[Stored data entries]

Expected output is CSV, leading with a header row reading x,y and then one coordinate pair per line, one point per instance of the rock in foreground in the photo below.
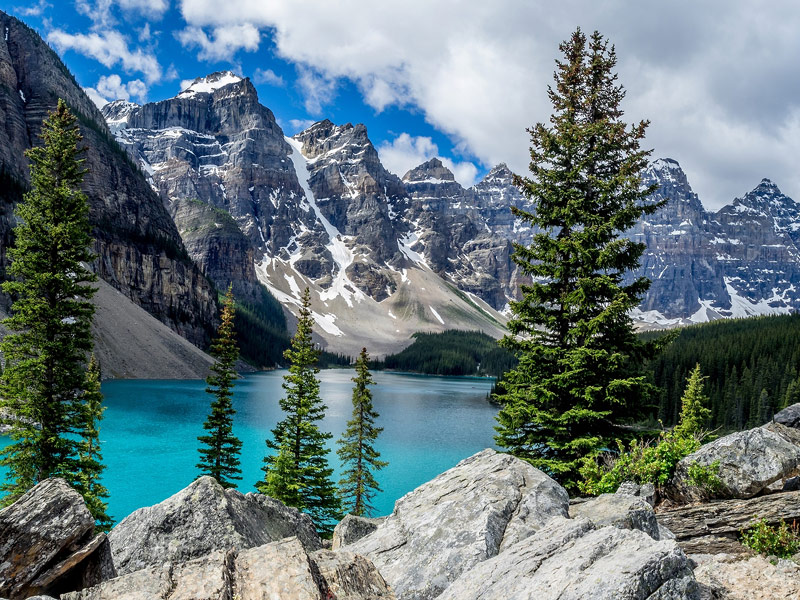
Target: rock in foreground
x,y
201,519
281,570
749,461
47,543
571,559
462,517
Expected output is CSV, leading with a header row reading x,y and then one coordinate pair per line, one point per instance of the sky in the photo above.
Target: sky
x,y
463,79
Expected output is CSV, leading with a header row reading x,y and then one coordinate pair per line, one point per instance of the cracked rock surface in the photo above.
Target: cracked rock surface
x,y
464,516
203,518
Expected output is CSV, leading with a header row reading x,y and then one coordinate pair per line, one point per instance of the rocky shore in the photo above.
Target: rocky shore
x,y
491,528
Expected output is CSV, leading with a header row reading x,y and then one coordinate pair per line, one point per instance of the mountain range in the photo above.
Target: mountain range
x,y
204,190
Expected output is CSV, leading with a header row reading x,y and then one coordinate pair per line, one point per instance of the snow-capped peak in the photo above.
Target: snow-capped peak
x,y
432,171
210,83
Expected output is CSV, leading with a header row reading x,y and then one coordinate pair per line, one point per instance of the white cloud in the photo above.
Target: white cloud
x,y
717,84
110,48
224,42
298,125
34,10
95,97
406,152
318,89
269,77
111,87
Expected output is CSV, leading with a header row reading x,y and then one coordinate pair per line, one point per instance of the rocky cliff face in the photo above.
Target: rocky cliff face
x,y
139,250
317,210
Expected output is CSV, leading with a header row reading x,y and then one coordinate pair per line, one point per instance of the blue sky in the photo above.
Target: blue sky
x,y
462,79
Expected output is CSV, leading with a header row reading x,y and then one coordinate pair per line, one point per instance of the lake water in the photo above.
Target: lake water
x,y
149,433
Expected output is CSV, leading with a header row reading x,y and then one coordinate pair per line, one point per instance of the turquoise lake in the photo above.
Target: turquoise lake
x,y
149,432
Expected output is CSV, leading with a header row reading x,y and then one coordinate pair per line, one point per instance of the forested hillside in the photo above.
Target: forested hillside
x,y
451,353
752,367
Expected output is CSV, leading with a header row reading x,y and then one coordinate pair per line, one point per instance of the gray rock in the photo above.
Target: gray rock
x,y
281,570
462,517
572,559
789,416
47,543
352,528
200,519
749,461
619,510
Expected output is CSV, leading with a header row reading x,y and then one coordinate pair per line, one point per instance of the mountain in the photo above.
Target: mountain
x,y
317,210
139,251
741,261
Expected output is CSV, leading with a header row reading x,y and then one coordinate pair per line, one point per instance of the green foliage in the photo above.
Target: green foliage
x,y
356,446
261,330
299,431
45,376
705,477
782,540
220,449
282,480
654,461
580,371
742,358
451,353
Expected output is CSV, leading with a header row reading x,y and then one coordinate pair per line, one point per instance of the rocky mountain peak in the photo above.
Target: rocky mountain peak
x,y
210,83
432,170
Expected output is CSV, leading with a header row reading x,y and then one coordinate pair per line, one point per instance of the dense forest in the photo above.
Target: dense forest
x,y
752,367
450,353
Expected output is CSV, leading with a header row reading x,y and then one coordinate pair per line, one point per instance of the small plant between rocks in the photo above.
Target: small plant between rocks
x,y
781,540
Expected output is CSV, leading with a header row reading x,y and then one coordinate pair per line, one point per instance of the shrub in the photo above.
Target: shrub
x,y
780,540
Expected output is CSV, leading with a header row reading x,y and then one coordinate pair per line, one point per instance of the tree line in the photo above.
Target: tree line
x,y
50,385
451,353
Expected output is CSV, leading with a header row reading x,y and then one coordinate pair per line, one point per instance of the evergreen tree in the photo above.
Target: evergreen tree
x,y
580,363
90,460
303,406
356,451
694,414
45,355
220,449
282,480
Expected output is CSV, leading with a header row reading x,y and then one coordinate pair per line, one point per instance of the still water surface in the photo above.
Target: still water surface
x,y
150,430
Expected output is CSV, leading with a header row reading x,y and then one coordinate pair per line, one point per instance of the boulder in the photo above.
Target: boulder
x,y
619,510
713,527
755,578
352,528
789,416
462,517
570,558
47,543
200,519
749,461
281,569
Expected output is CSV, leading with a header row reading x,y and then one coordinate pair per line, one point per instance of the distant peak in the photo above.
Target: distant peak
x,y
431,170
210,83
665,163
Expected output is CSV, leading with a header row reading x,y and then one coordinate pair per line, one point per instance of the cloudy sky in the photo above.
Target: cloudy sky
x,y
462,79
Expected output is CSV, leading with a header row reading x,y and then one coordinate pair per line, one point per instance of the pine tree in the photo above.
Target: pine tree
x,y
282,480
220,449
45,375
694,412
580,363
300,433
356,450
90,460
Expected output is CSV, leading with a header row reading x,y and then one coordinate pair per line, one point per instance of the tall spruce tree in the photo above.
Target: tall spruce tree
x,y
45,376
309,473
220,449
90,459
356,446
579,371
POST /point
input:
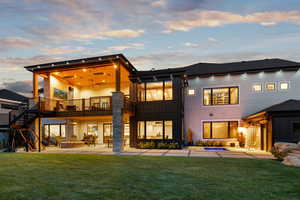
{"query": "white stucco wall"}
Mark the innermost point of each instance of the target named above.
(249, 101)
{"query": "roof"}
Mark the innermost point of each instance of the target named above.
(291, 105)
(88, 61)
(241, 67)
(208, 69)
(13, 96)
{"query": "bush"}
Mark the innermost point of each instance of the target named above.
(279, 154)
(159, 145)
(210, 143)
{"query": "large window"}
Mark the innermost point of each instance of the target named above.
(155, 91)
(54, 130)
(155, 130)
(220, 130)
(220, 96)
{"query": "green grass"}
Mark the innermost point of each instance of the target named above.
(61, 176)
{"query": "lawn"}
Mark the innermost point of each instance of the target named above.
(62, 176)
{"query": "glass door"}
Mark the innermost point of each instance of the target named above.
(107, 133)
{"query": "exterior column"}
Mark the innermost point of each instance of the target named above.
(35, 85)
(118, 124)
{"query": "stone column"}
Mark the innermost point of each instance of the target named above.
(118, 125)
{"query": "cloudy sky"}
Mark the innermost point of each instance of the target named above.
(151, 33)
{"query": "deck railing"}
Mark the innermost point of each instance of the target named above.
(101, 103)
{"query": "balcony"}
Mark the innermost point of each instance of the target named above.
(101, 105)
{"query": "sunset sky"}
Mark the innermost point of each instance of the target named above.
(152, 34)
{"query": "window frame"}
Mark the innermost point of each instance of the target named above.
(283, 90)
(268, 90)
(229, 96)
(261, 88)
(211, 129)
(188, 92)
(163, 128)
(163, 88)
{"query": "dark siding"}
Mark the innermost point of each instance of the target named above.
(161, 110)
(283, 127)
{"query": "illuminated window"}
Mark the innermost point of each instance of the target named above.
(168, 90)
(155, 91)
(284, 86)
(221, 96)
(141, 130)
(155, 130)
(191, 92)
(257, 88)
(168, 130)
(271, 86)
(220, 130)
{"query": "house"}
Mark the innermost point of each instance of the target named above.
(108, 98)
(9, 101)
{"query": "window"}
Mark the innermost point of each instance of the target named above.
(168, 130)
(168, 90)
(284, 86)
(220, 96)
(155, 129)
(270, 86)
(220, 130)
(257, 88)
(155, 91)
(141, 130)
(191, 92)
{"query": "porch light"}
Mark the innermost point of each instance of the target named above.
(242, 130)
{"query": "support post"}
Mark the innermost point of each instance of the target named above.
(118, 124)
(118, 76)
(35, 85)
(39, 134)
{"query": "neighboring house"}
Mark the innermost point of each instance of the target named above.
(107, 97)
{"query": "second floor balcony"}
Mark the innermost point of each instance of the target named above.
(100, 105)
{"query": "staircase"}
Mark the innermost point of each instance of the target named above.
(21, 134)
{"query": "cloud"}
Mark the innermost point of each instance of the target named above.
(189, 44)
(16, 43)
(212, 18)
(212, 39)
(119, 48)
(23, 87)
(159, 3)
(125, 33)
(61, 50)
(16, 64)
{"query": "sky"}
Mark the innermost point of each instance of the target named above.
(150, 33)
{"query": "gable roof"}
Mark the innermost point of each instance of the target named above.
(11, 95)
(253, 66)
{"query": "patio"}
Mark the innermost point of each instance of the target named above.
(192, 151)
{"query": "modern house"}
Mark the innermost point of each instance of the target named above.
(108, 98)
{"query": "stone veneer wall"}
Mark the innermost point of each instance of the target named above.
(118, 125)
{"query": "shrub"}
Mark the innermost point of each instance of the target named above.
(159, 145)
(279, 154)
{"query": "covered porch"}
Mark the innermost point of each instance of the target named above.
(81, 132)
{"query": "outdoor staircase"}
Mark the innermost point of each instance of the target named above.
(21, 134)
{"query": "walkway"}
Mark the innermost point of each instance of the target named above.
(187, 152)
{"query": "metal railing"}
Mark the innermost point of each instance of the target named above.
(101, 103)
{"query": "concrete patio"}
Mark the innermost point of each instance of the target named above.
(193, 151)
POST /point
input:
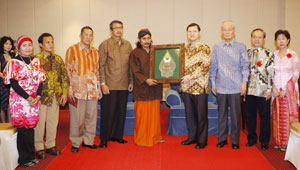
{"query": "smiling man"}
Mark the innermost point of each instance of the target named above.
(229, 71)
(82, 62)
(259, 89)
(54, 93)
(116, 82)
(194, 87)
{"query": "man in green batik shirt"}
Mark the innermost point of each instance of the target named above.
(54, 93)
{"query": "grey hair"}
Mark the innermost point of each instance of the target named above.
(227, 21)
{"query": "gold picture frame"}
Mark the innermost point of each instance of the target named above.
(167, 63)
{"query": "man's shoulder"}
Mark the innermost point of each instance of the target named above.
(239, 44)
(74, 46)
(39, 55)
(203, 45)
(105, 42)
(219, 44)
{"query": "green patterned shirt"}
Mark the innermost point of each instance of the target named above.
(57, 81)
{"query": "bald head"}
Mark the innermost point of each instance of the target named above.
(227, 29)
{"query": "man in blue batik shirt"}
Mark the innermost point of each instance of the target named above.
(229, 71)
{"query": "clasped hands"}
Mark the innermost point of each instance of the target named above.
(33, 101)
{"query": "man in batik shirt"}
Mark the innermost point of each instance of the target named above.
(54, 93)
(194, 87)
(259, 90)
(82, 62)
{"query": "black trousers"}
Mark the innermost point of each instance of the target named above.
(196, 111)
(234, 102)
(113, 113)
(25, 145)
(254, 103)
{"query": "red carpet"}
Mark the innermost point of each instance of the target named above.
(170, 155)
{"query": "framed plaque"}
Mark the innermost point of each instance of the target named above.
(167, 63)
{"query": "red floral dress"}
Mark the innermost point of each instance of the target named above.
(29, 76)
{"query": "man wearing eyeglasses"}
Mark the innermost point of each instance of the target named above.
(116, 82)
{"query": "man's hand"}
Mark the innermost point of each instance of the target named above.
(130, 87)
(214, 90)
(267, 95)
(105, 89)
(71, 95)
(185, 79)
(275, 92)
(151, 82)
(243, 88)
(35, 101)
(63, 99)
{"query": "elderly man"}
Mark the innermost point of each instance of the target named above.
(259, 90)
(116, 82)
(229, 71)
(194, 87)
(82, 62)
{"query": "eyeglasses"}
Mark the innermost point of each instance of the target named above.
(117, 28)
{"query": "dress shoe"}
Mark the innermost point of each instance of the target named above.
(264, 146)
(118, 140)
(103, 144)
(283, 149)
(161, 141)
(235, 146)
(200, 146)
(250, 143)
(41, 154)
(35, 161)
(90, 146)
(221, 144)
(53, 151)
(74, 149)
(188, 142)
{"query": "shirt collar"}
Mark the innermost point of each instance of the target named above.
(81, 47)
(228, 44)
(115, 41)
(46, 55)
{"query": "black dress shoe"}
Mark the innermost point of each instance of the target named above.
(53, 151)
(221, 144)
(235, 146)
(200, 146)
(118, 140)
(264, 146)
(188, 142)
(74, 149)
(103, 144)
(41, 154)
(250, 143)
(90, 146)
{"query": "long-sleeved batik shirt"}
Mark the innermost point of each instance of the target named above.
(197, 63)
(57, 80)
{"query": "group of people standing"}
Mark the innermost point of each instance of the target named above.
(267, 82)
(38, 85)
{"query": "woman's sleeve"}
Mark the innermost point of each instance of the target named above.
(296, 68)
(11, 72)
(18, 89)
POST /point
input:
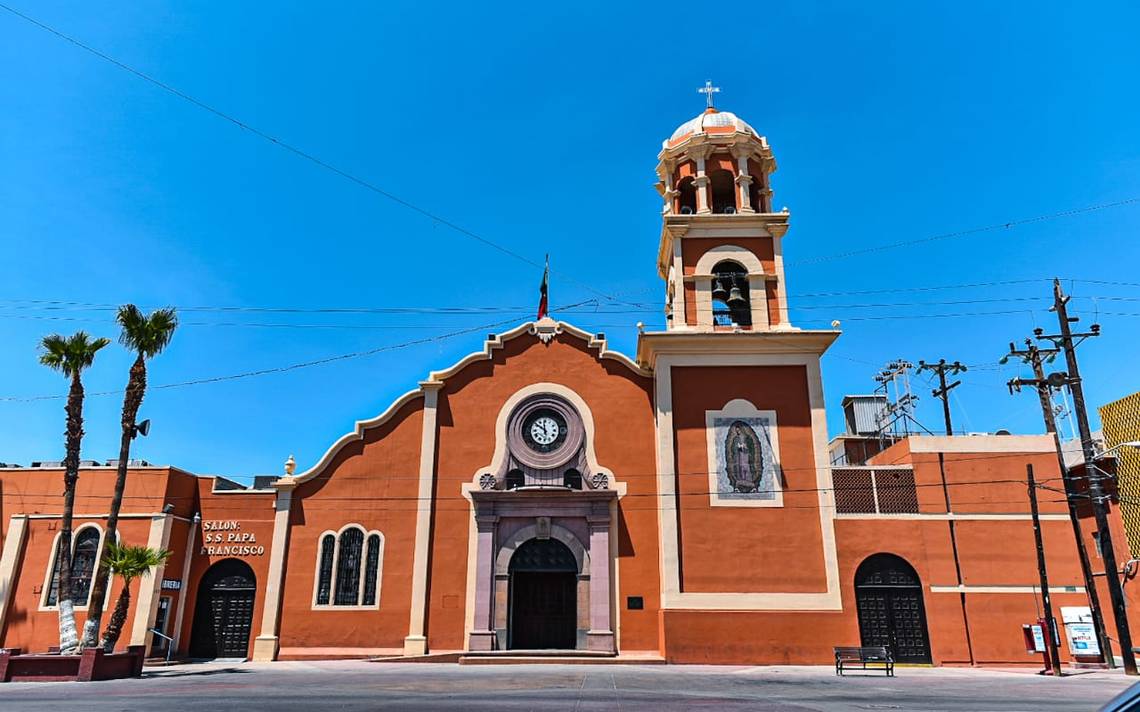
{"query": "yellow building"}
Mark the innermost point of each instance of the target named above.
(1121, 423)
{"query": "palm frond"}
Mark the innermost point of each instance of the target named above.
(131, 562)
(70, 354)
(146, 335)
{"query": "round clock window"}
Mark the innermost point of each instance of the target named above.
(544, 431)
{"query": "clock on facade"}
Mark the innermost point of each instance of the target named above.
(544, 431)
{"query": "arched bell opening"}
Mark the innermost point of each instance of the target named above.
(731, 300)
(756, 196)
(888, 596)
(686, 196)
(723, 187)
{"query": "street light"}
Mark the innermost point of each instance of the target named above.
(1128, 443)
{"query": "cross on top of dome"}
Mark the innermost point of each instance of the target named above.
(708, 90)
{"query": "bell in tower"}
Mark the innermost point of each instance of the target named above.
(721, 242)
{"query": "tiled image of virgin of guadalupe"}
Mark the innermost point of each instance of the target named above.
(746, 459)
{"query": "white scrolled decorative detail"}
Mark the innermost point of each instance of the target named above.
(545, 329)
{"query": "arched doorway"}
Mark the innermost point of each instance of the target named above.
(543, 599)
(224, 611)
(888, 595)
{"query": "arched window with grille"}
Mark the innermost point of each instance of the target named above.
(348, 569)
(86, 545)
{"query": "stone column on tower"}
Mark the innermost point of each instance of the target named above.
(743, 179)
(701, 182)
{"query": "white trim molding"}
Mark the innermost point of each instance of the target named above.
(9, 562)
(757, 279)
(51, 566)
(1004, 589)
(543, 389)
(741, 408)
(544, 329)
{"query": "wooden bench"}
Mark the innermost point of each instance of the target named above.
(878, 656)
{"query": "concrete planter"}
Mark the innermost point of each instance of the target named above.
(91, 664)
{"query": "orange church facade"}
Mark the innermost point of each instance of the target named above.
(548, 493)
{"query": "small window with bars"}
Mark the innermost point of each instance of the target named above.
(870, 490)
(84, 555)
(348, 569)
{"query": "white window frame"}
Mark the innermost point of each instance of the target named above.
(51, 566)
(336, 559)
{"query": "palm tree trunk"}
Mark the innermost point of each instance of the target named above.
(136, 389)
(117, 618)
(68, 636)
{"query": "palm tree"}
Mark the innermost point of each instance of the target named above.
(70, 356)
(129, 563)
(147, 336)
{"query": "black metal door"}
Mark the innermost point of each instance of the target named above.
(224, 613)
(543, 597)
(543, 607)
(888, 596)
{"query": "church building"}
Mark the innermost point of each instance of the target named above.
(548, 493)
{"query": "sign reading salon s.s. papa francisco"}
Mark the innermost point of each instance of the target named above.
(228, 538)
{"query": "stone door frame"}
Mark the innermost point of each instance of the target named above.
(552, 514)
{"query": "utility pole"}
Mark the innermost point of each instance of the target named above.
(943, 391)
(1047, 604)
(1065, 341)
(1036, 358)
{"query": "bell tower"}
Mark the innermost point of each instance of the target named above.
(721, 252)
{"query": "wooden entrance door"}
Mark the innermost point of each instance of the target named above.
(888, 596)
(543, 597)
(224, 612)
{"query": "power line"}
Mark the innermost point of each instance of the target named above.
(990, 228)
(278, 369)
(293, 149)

**The task**: Starting at the line above that holds "hillside in the photo above." and ending at the line that holds "mountain peak in the photo above.", transcribe each line exactly and include no other lines.

**Exercise result**:
Expected output is CSV, leading with a header row reading x,y and then one coordinate pair per line, one point per instance of the forested hillside in the photo above.
Target: forested hillside
x,y
451,353
752,367
Expected output is CSV, leading with a header row reading x,y and then one coordinate pair per line, one point per instance of the gray rock in the photo above.
Target: gray rock
x,y
281,570
462,517
572,559
789,416
47,543
352,528
200,519
749,461
619,510
Expected output is CSV, leading with a header row reading x,y and then one coordinate pair per line, one point per instance of the mountain in the photo above.
Target: mountain
x,y
317,210
139,251
741,261
Expected output is CSV, leading with a header row reading x,y and then one coordinate pair per line, one point per instance of the green foliage in the photo above.
Target: green foliage
x,y
356,446
261,330
299,431
45,376
705,477
782,540
220,449
282,480
654,461
580,371
742,358
451,353
Expected output is CSV, leading with a header row reading x,y and then one coordinate pair per line, one point per instance of the rocky mountain peak in the photo above.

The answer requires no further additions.